◆ **Problem requirements**: Write out the full set of records exactly. Any pictures in them do not belong in the copy.

◆ **Task data**:
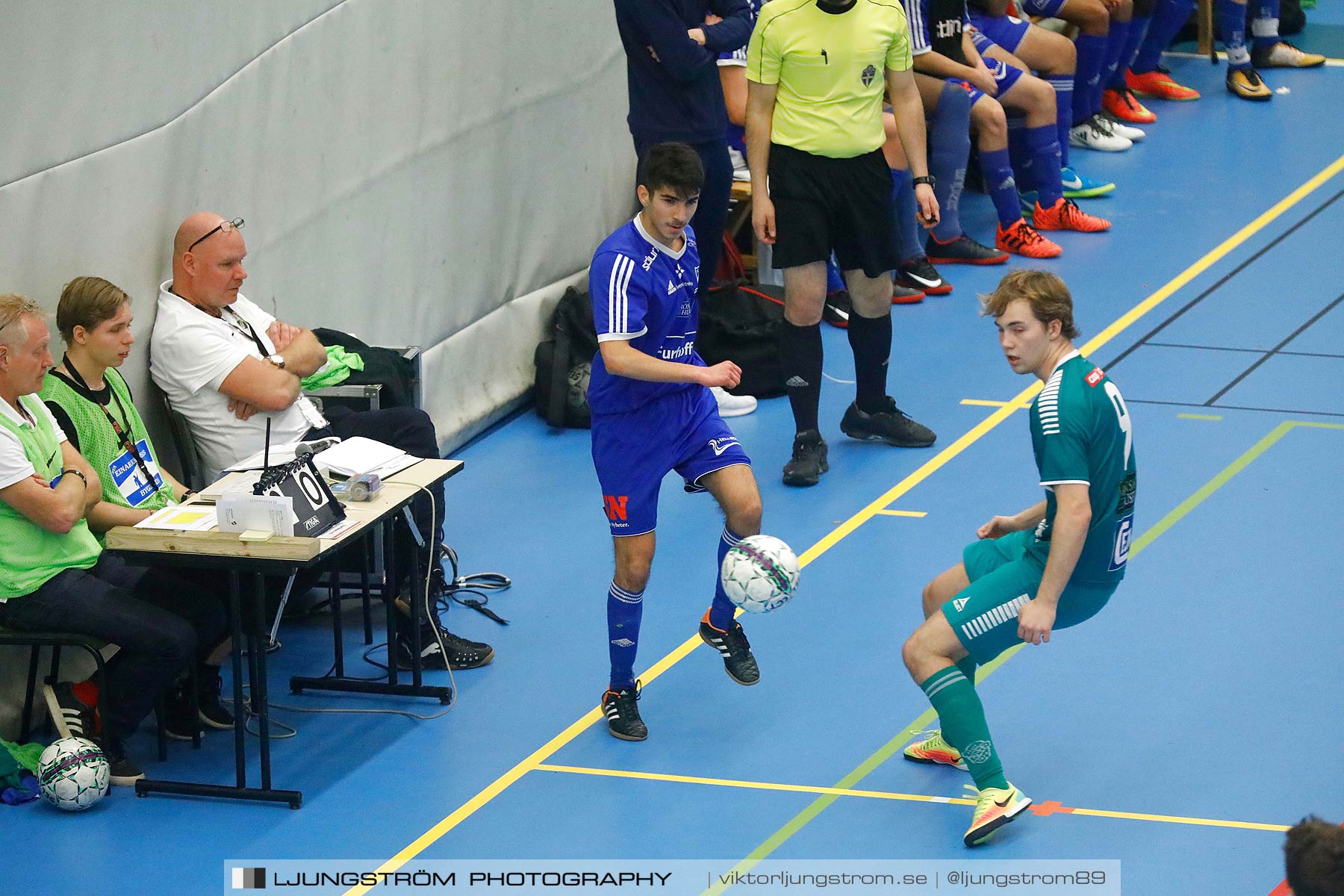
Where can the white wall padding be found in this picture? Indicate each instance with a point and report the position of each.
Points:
(405, 168)
(426, 172)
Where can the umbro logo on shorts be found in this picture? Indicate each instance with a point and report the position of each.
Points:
(722, 445)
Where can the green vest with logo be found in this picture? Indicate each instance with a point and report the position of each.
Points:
(104, 450)
(33, 555)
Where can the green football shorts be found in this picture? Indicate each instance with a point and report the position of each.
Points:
(984, 615)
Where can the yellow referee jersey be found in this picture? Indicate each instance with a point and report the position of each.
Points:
(830, 72)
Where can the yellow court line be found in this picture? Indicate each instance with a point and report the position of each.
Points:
(980, 402)
(885, 753)
(886, 794)
(930, 467)
(1330, 62)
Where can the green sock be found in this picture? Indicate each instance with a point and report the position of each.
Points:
(967, 667)
(962, 718)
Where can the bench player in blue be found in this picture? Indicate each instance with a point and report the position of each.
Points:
(1050, 567)
(653, 413)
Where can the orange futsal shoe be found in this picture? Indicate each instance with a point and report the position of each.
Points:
(1066, 215)
(1023, 240)
(1159, 85)
(1124, 105)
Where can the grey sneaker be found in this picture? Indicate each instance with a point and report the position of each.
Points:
(809, 460)
(889, 425)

◆ **Task answer**:
Where can the white wall padding be found in this picture? Indicate each instance with a point and report the position of each.
Points:
(405, 168)
(426, 172)
Where can the umbro logo on shorts be found in this picture? Indicate each instance with a point and report the position of each.
Points:
(722, 445)
Where can the green vest with logo be found in this picture? Indicate each instance with a point and report the position of each.
Points:
(104, 450)
(33, 555)
Where can the green football shorts be found in this picture? Indicate each instance with a point and report the position of each.
Points:
(984, 615)
Where can the yellow referee jersey be found in this picture? Indicate each instance with a point and report the position of each.
Points:
(830, 72)
Where can the yellow court line be found in this picture? Indicate each instance with a point and report the position of each.
Points:
(980, 402)
(885, 753)
(886, 794)
(930, 467)
(1330, 62)
Where can the green sock be found in this picture? Indicate each instance with a point and report the position of each.
Points:
(967, 667)
(962, 718)
Where can the bench player in blue be found in this picture? Indicate each instance with a point and report the position of each.
Points:
(1050, 567)
(653, 413)
Where can the orange futsal shoe be found in this picture? Indicate each instance with a point and report the position of each.
Points:
(1066, 215)
(1023, 240)
(1159, 85)
(1124, 105)
Where can the grey sneaker be found in this picture? Indicate each instance with a point and report the position of each.
Points:
(809, 460)
(889, 425)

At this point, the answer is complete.